- EXERCISE DETAILS -
The reply should hold every record, copied exactly.

##### DATASET ENTRIES

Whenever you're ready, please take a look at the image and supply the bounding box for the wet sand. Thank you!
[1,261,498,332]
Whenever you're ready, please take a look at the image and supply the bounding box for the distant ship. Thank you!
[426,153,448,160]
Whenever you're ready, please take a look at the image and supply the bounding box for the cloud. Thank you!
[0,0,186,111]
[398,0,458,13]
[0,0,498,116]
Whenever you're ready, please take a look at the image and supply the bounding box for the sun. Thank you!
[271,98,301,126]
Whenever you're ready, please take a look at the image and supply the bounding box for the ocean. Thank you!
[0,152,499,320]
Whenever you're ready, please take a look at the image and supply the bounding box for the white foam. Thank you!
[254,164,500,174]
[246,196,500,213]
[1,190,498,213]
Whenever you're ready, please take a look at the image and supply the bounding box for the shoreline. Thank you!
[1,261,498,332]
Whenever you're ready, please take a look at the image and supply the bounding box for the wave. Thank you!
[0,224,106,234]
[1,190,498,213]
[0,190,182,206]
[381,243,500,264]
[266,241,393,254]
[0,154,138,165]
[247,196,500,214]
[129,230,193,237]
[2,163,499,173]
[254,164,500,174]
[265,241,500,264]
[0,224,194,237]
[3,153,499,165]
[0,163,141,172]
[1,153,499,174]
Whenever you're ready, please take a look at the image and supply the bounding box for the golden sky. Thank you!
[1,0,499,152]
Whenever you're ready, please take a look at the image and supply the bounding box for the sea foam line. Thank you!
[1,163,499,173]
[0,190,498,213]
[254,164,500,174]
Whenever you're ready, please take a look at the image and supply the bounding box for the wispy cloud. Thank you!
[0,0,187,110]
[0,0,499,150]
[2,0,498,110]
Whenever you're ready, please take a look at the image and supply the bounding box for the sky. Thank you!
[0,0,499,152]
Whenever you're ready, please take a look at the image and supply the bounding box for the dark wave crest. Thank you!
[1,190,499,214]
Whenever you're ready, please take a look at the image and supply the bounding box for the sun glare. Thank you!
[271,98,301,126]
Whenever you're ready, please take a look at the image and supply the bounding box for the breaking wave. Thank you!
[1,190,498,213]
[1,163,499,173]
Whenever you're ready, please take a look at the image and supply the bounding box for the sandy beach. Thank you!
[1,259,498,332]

##########

- EXERCISE OUTPUT -
Whenever you're ready, please take a look at the image and supply the bounding box for the wet sand. Thank you!
[1,261,498,332]
Whenever you're ready, please take a look at the image and supply the bounding box for the distant ship. Thank you!
[426,153,448,160]
Whenever you're ready, please take a look at the image and supply the bounding box for the cloud. Thank you!
[0,0,186,111]
[398,0,458,13]
[0,0,498,116]
Whenever you're ready, please take a look at the image and supply the bounding box for the sun. Thank you!
[271,98,301,126]
Whenever you're ready, please take a look at the image and supply the bounding box for the ocean. Thank you!
[0,152,499,320]
Whenever you're ready, please take a look at the image and supply the bounding box for the white foam. Thank you!
[254,164,500,174]
[246,196,500,213]
[1,190,498,213]
Whenever you're ready, please take a look at the image and supply the bounding box for the shoreline. Thank you!
[1,261,498,332]
Whenever you're ready, please take a look at the image and supply the bounding box for the wave. Thank you!
[0,224,106,234]
[1,190,498,213]
[0,190,182,206]
[381,243,500,264]
[266,241,393,254]
[0,154,138,165]
[247,196,500,214]
[129,230,193,237]
[2,163,499,173]
[254,164,500,174]
[265,241,500,264]
[0,224,194,237]
[3,153,499,165]
[0,163,141,172]
[1,153,499,174]
Whenever you're ready, please take a look at the image and supply the bounding box for the golden sky. Thank you!
[1,0,499,152]
Whenever you're ready, please take a look at the image and supply the bounding box for the sea foam line. Thank you!
[1,163,499,173]
[0,190,498,213]
[254,164,500,174]
Whenever you're ready, please take a look at the image and supply the bounding box for the wispy cloud. Thank you!
[0,0,187,110]
[0,0,499,150]
[2,0,498,110]
Whenever you're ready, please take a look at the image and supply the bounding box for the sky. Thank you!
[0,0,499,152]
Whenever you're ready, please take a look at the image and supply the bounding box for the dark wave crest. Thank you!
[1,190,499,214]
Whenever you're ready, please take a look at the image and supply the bounding box for the sun glare. Thank you!
[271,98,301,126]
Whenever you're ready, please take a look at the image and supply the bounding box for the breaking wave. Thank you!
[1,190,498,213]
[1,163,499,173]
Whenever you're ready, please take a look at the image and supply the bounding box for the sandy beach. Thank you!
[1,259,498,332]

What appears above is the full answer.